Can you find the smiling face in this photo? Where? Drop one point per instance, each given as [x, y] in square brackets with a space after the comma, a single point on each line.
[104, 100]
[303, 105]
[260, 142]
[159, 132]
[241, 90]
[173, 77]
________________________
YOUR ASSIGNMENT >>
Your reply should repeat the entries above in full, with every character intact.

EXERCISE RESULT >>
Can you find the smiling face in this photo? Where? Drop one point per instance, each given as [x, y] in square brackets with a space after the comma, a single point on each line.
[104, 100]
[303, 105]
[260, 142]
[159, 132]
[241, 90]
[173, 77]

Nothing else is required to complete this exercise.